## Reading text
★ ★ ★

I’m standing on the biggest stage I’ve ever been on on the east coast of Florida in early November and I’m doing jumping jacks. The band on the side stage is playing some awful versions of some cover songs and I’m waiting for the sound guy to give me the thumbs up. I’ve traveled all the way down here to open for .38 Special at the annual Jensen Beach Pineapple Festival. I’m looking out into a sea of people and an orange-pink sunset over the carnival rides. I’m nervous. And it’s freezing.
I’ve been in Florida for 3 days. I arrived in Miami Wednesday night and it was 85 and muggy as hell. I got off the plane and went to the car rental terminal to pick up the car I’d reserved for the 8 days I’ll be down here. I go to the pick up counter and present my license and credit card. They turn me down for a car. Why? I ask. We need the whole rental amount plus double that for a deposit. Over $800. I’ve never heard of this before. But now I’m a little panicked. I know I have about $400 on my card and the rental deal was supposed to be $275 for the week. I go to another rental counter. They give me a price. It’s much more than I have and more than double the amount on the car I had reserved. I look them up on line and the advertised rate is different than what they just quoted me. They can give me the deal if I reserve the car online. I’m standing at the counter now and on their website on my I-phone reserving a car online so I can get it at the discount from the person standing right in front of me. This is weird. After a few minutes I have my confirmation # which I show to the girl behind the desk and I’m on my way to pick up my economy car. Luckily, they only have 4 cars left and I get bumped up to a Jetta. Score!
I drive up to my brother’s house in Jensen Beach. I’m here to play at the Jensen Beach Pineapple Festival on Saturday, as well as a show at Ian’s Tropical Grill tomorrow night. As I arrive I find out that there are severe thunderstorms forecast for Thursday and the show will be moved to the following Tuesday. Good thing I decided to stay through the following Thursday to visit with some family. But between the car debacle and the re-schedule, I’m feeling a little weird about the trip. I’m hoping everything will go smoothly from here on out.

★ ★ ★

## Entries from a pointing dataset
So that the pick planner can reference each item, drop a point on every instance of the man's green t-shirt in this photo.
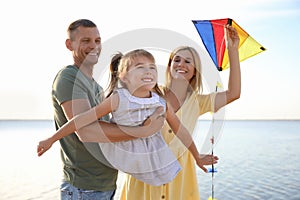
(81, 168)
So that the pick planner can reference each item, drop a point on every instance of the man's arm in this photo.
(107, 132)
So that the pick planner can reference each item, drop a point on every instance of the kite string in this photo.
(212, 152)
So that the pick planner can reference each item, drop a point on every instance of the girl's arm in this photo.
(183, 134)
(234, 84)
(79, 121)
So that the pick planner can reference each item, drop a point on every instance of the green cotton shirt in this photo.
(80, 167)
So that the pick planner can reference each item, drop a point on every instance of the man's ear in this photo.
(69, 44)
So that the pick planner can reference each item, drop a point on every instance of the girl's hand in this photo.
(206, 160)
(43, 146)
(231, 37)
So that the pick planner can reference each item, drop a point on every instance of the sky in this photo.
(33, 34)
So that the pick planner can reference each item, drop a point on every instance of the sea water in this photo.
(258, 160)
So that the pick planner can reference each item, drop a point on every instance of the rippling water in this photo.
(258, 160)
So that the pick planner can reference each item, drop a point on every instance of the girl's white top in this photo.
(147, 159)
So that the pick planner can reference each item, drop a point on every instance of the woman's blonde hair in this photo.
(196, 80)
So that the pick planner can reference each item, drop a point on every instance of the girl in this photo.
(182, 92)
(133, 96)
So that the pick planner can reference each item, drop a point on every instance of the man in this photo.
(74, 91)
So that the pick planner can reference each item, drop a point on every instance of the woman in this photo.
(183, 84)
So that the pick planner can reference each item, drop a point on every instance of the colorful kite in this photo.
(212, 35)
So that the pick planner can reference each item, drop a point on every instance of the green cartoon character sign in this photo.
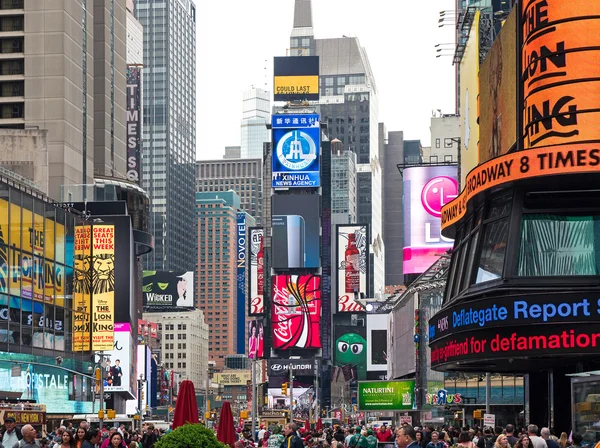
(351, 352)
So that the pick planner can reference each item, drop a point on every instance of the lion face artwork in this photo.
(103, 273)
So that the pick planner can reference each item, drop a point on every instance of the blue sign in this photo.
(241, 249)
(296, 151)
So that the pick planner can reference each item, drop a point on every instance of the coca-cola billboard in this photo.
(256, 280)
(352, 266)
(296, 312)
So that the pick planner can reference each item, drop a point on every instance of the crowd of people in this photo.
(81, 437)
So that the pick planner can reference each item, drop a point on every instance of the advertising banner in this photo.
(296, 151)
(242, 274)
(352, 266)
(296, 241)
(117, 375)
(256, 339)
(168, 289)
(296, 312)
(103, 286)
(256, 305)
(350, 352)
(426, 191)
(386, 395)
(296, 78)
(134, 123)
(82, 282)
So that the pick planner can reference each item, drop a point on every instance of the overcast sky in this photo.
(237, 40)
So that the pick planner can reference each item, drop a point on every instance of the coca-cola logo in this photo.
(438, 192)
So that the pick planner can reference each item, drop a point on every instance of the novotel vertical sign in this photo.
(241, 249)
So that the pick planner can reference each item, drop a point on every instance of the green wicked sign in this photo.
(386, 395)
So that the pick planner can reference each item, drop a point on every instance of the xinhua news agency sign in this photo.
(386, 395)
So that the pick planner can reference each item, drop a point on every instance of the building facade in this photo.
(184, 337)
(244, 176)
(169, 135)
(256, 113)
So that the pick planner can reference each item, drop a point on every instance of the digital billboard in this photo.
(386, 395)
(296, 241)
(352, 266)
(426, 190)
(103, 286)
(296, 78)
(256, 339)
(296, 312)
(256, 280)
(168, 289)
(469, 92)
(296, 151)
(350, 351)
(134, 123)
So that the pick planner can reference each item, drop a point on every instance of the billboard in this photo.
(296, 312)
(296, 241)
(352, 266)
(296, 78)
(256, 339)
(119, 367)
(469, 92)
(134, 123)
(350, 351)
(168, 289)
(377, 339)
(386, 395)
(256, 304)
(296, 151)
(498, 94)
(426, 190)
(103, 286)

★ ★ ★

## Instruction
Continue the Florida trip account, starting after its last sentence.

## Exercise output
Thursday I get to sleep in a little bit and we go to breakfast at a place called Rooster’s. It’s really good food, the owner and waitstaff are really nice and it becomes my home base for the week. I end up eating here about 6 times. This is because I love good breakfast food, and they have free internet so I can do some work at the same time. If you ever go, they have awesome crumb cake that you get with any order. On the day I left Florida, they gave me an extra serving to take on the plane. It’s yummy!
Jensen Beach is a town about 45 minutes north of West Palm Beach and right on the coast. You can cross a few bridges from anywhere in town and you’re on Hutchinson Island and the beach and Atlantic Ocean are about 30 feet off the road. I want to go to the beach while I’m down here, take some pictures and maybe go swimming. Thinking I have almost a week to do it, I don’t venture over the inter-coastal yet. I eat dinner at my brother’s restaurant and it’s great as usual. We stay up until about 5 am talking at his house. Which would normally be fine, but we need to get up a bit early on Friday to help set up for the Festival. We go to the Festival grounds, which is a blocked off street downtown, to help set up the Chamber of Commerce booth. The Chamber hired me for the show, so I’m more than happy to help out. I get to meet Ron and Devon from the Chamber which is nice at events like this since they have so much going on to keep it running sometimes you don’t get to meet the people behind the scenes when you perform.
The day starts out fine but as the afternoon progresses the temperature begins to drop. Now, it’s November. I live in upstate NY. On Tuesday night before I left, it was 22 degrees. The low for the day here in Florida for Friday is supposed to be 55. I’m not concerned. I meet up with my brother at the Chamber booth around 9pm. It’s cold. I’m shivering. I only have a light fleece with me which I really only brought knowing that I’d need it when I got back to NY. Now I wish I had my coat that is sitting in my van at the Albany airport. Wow. I never thought I’d ever EVER feel cold in Florida. Sure if this were July and it was only 55, I may feel chilly, but this was supposed to be a nice southern vacation away from the cold dreary days of late autumn in NY. I was wrong. Yes, it gets cold in Florida. Bone chilling cold. Everyone told me it was from the humidity in the wind off the ocean. Whatever. Bring you gloves!!!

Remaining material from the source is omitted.